:: Challenges ::
A: Can you transcribe the BWF scraping write-up between "To start off, I" and "me to Selenium.", inclusive?
B: Do these statements agree with the BWF scraping write-up? Answer yes or no for each and quote the words that decide it. (i) The 2021 BWF World Championships were held in Huelva, Spain. (ii) The BWF website changes its information by loading a new URL. (iii) The author came across Selenium through a web development course.

:: Extract ::
┌──
# Web Scrapping BWF Data

Inspired by Loh Kean Yew's historic achievement of being the first Singaporean to win a BWF World Championships title at the BWF World Championships 2021 held in Huelva, Spain, I wanted to do some simple analysis on his meteoric rise to the top of the badminton world.

To start off, I felt that the BWF official website offers some match data that could be useful. Since I have just learnt about web scrapping, I decided to code and web scrape Loh Kean Yew's playing data from the BWF website.

## Using Selenium

At the start, I was looking for tools to perform the web scrapping as the BWF website seemed to be quite complex. Unlike the tutorials where I practised on HTML sites, it seemed like the BWF site is also written in Javascript? While I have limited knowledge in web development, HTML and Javascript, a few google searches got me to Selenium.

Selenium as a powerful tool for controlling web browsers through programs and performing browser automation. It is able to perform various operations on multiple elements on a webpage. This is required as the BWF website is coded with buttons/tabs that changes the info dynamically on the page without changing the URL. Again, not the expert on web development so more work needs to be done to better understand.

In [1]:
from selenium import webdriver

from bs4 import BeautifulSoup
import pandas as pd
import numpy as np
from requests import get

import time

## Navigating the Webpage Using Selenium

I did a mapping through the workflow of navigating the webpage on the clicks requred to get to the data that I want to display. Again due to how the data is displayed on the website dynamically. I have used loops to iterate the process as we are required to select and display the data by year.

In [2]:
browser = webdriver.Chrome()
url = 'https://bwfbadminton.com/player/76115/loh-kean-yew'
browser.get(url)

time.sleep(3)

#path to click on 'TOURNAMENTS' tab
path = '//*[@id="app"]/div/div/div[2]/div/ul/li[2]/a'
tournament_tab = browser.find_element_by_xpath(path)

#command to click
tournament_tab.click()

#wait for it to load after click
time.sleep(3)

#path to click on drop down arrow bottom to select 'Year'
path = '//*[@id="app"]/div[1]/div/section/div/div/div/div[2]/div/div/div/div[1]/div[1]/div[2]/div/i'
year_tab = browser.find_element_by_xpath(path)

#command to click
year_tab.click()

#wait for it to load after click
time.sleep(3)

#scrape the main tournament page in order to get the number of tournament years available
main_source = browser.page_source
main_soup = BeautifulSoup(main_source, 'html.parser')

#wait for it to scrape
time.sleep(3)

#path to click on Year 2022 to close the dropdown bar
path = '//*[@id="list-item-22-0"]/div/div'
year_tab = browser.find_element_by_xpath(path)

#command to click
year_tab.click()

#wait for it to load after click
time.sleep(3)

#get the number of tournament years available
year_containers = main_soup.find_all('div', class_='v-list-item__title')


html_source = []
no_of_tourney = []

#for loop to repeat the scrapping for each year available
for i in range(len(year_containers)-1):
    
    #scroll back to top of website after scrapping each year. if not, there is accessing element issue
    browser.execute_script("window.scrollTo(0, 0)")
└──
:: Recorded information ::
┌──
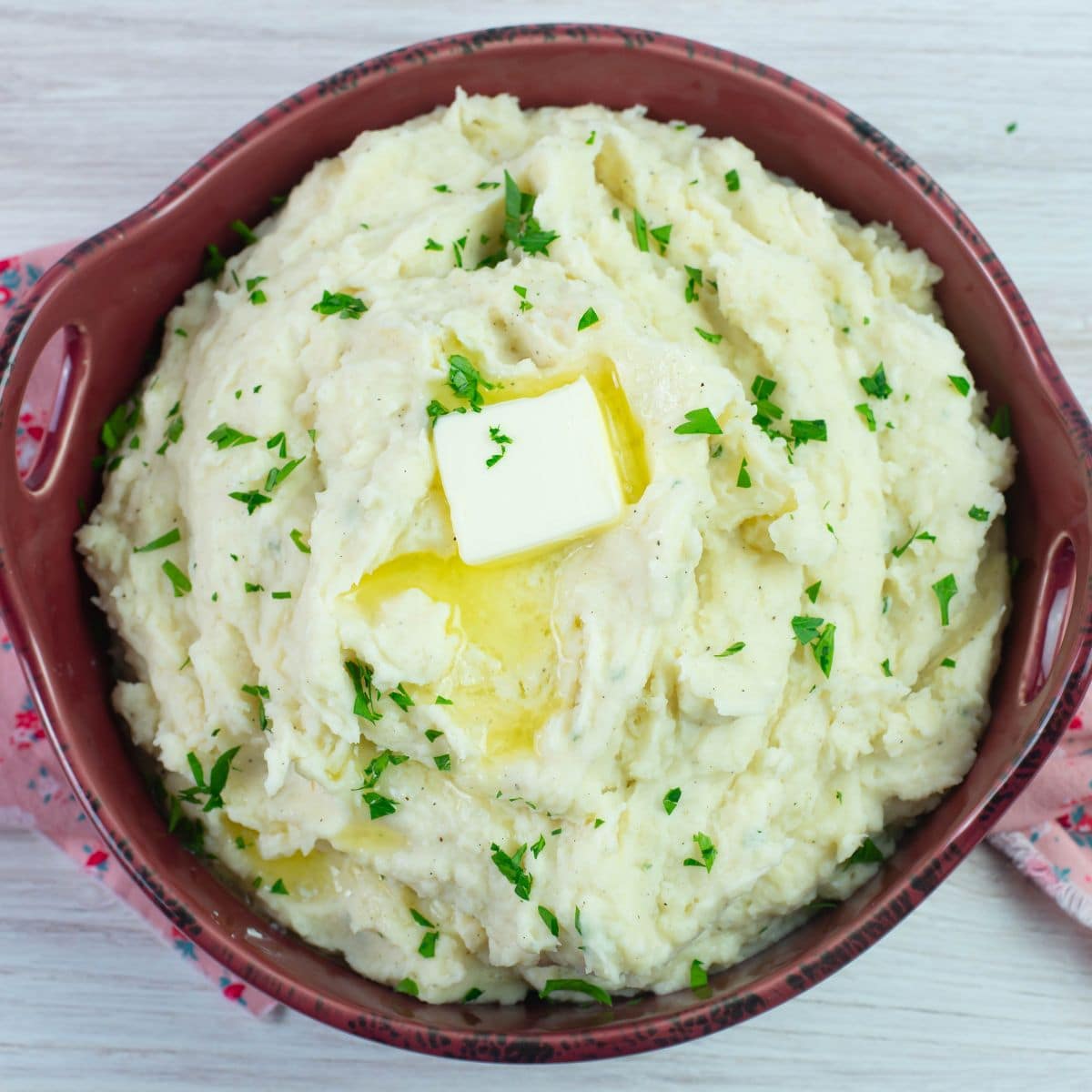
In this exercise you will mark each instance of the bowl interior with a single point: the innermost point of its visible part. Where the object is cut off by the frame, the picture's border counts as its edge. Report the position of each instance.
(794, 131)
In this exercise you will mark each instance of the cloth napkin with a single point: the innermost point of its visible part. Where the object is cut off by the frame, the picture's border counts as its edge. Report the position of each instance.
(1047, 834)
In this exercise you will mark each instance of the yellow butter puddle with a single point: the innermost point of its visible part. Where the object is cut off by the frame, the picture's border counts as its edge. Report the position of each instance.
(505, 607)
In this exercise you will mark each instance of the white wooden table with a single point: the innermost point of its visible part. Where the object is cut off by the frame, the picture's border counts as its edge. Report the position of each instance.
(101, 105)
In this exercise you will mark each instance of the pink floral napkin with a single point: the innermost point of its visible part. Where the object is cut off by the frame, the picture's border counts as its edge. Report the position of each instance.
(33, 790)
(1047, 834)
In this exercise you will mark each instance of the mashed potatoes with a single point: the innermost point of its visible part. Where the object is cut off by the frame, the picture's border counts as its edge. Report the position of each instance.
(610, 759)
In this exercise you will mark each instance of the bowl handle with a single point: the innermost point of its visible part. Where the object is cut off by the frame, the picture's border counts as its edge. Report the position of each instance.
(53, 307)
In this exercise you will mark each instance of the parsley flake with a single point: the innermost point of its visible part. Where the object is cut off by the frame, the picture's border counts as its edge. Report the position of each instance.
(366, 693)
(699, 421)
(178, 579)
(511, 868)
(501, 441)
(339, 303)
(867, 853)
(708, 853)
(699, 980)
(945, 591)
(876, 385)
(588, 319)
(551, 918)
(866, 413)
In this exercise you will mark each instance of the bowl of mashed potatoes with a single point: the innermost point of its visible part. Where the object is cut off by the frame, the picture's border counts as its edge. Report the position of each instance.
(568, 574)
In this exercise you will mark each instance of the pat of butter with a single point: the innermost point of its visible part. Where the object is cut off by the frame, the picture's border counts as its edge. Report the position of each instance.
(556, 476)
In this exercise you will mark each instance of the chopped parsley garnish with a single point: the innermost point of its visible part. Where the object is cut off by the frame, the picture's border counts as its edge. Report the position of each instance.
(339, 303)
(257, 296)
(945, 591)
(213, 263)
(366, 693)
(244, 233)
(224, 437)
(521, 228)
(693, 282)
(464, 379)
(867, 415)
(169, 539)
(501, 440)
(379, 806)
(824, 649)
(807, 628)
(1002, 425)
(805, 430)
(217, 779)
(699, 421)
(663, 236)
(178, 579)
(576, 986)
(511, 868)
(867, 853)
(876, 385)
(252, 500)
(708, 853)
(260, 693)
(278, 474)
(588, 319)
(699, 980)
(551, 918)
(915, 536)
(399, 697)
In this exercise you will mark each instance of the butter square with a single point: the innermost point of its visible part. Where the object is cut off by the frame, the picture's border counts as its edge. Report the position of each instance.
(556, 480)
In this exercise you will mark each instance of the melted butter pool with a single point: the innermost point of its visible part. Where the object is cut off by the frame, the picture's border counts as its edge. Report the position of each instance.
(505, 609)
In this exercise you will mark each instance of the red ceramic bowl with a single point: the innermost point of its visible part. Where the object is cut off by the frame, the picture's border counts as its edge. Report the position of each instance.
(110, 293)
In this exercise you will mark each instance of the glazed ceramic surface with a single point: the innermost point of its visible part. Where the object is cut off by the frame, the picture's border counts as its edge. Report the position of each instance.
(110, 294)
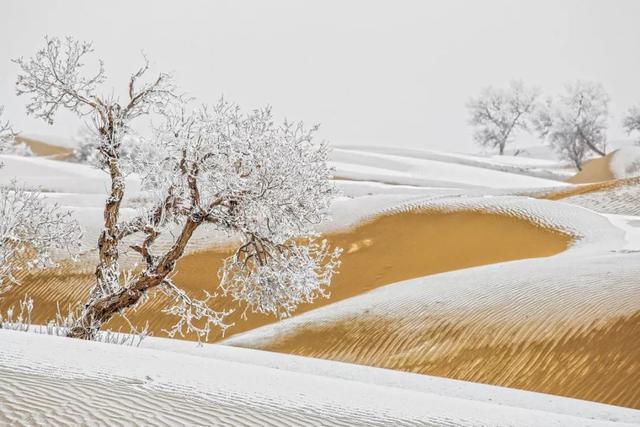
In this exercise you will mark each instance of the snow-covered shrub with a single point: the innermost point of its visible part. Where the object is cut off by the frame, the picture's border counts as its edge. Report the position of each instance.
(497, 114)
(575, 123)
(264, 183)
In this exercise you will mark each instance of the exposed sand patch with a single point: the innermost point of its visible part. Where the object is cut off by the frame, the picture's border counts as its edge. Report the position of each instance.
(563, 325)
(594, 170)
(43, 149)
(598, 362)
(619, 196)
(385, 250)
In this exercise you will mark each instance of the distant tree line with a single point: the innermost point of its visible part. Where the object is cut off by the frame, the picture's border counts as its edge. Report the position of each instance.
(574, 122)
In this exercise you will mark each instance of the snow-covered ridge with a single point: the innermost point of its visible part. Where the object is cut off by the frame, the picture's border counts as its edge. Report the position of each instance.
(205, 387)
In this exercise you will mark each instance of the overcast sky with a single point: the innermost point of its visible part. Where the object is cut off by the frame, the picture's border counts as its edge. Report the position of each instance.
(377, 73)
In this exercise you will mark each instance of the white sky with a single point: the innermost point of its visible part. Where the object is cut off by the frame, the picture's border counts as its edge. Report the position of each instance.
(377, 73)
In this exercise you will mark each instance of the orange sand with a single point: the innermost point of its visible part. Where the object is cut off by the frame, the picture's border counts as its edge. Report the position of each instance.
(594, 170)
(40, 148)
(386, 250)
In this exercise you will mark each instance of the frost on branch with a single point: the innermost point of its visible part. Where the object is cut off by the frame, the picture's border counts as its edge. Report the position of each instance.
(575, 122)
(8, 142)
(275, 279)
(193, 315)
(498, 113)
(631, 121)
(263, 183)
(31, 232)
(53, 78)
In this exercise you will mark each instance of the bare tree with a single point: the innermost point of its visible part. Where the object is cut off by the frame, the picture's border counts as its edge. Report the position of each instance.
(498, 113)
(31, 231)
(575, 122)
(631, 122)
(264, 183)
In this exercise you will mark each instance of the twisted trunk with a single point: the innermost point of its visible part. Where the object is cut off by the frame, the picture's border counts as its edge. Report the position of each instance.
(101, 310)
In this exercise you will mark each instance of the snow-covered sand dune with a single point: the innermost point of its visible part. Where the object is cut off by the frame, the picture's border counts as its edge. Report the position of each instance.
(432, 169)
(567, 324)
(53, 380)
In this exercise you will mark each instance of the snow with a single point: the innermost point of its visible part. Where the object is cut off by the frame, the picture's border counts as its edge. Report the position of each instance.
(625, 162)
(173, 387)
(174, 382)
(421, 171)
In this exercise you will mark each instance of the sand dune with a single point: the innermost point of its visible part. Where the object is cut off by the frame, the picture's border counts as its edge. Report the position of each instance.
(620, 196)
(386, 249)
(51, 380)
(40, 148)
(556, 326)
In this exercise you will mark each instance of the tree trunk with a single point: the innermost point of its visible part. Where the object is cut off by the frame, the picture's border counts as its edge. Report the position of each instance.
(107, 270)
(591, 146)
(100, 311)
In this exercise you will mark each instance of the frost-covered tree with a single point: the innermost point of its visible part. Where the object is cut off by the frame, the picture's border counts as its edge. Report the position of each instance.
(631, 121)
(575, 123)
(497, 114)
(8, 142)
(31, 231)
(264, 183)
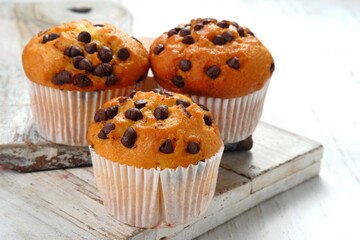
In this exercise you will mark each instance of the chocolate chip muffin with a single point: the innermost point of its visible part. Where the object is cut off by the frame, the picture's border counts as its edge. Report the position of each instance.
(166, 144)
(84, 56)
(220, 64)
(154, 130)
(75, 67)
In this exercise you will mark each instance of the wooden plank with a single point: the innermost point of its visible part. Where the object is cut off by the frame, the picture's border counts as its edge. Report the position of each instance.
(271, 161)
(69, 198)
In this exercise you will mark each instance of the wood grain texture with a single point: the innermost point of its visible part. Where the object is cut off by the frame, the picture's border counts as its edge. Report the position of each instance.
(21, 147)
(64, 204)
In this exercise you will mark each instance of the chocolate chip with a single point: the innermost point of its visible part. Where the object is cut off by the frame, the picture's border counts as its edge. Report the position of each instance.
(213, 71)
(105, 54)
(139, 104)
(82, 80)
(102, 69)
(85, 64)
(207, 119)
(203, 107)
(178, 28)
(218, 40)
(241, 32)
(133, 114)
(132, 93)
(123, 54)
(184, 110)
(84, 37)
(188, 39)
(100, 115)
(166, 147)
(140, 78)
(111, 80)
(172, 32)
(111, 111)
(123, 99)
(156, 90)
(159, 48)
(102, 135)
(178, 81)
(250, 33)
(166, 93)
(73, 51)
(161, 112)
(233, 63)
(223, 24)
(184, 65)
(184, 32)
(193, 147)
(108, 127)
(198, 26)
(129, 137)
(272, 67)
(228, 36)
(61, 78)
(50, 37)
(91, 48)
(77, 60)
(183, 102)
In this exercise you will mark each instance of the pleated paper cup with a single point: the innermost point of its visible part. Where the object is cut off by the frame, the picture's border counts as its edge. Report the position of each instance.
(236, 118)
(151, 198)
(63, 117)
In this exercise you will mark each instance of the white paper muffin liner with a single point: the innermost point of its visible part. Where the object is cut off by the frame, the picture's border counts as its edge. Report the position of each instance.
(151, 198)
(63, 117)
(236, 118)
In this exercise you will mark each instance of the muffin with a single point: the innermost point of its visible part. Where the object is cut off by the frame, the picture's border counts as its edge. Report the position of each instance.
(155, 158)
(73, 69)
(219, 64)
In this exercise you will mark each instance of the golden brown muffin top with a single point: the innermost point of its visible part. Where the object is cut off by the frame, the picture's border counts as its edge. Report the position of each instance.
(156, 129)
(211, 58)
(84, 56)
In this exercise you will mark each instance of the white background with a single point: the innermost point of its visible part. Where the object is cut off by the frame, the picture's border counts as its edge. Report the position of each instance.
(315, 92)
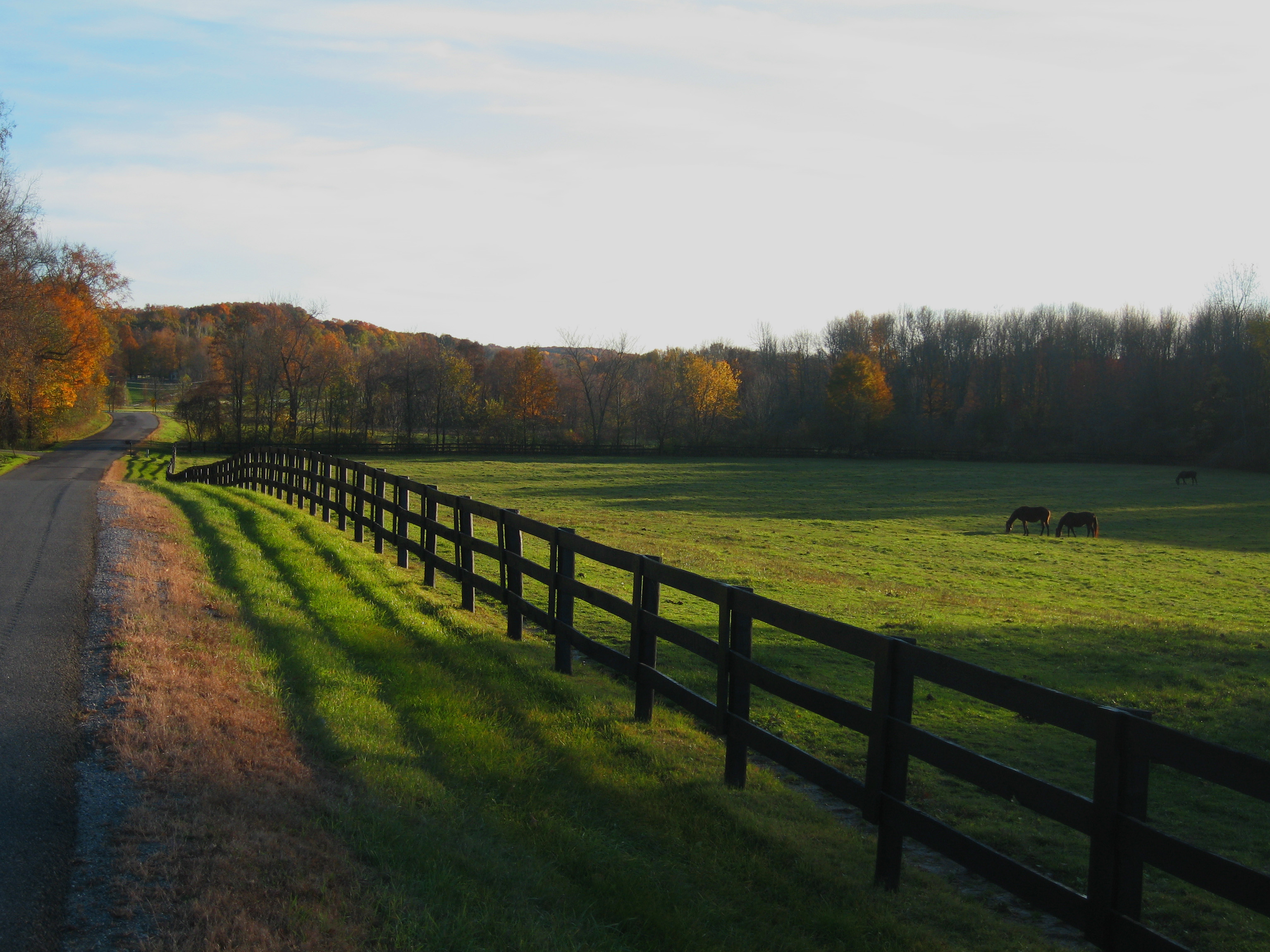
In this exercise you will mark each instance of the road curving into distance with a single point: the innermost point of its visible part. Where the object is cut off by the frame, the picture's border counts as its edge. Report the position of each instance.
(48, 528)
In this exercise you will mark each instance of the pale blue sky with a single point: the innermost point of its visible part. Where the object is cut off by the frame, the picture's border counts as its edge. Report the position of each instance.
(680, 171)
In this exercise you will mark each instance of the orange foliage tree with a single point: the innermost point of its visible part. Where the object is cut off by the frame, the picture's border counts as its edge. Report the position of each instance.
(54, 339)
(858, 397)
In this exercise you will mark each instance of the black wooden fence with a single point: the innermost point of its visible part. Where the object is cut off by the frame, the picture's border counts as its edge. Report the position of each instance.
(403, 514)
(472, 447)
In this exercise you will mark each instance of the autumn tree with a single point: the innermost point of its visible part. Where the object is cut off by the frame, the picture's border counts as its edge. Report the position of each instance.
(54, 339)
(858, 397)
(709, 393)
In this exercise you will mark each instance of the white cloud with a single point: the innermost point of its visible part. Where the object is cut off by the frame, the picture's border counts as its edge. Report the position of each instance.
(686, 171)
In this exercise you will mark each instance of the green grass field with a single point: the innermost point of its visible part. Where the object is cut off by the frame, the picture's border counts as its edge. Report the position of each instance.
└──
:: Task-by-task solutions ::
A:
To start off, I felt that the BWF official website offers some match data that could be useful. Since I have just learnt about web scrapping, I decided to code and web scrape Loh Kean Yew's playing data from the BWF website.

## Using Selenium

At the start, I was looking for tools to perform the web scrapping as the BWF website seemed to be quite complex. Unlike the tutorials where I practised on HTML sites, it seemed like the BWF site is also written in Javascript? While I have limited knowledge in web development, HTML and Javascript, a few google searches got me to Selenium.

B:
(i) Yes: "BWF World Championships 2021 held in Huelva, Spain"
(ii) No: "changes the info dynamically on the page without changing the URL"
(iii) No: "a few google searches got me to Selenium"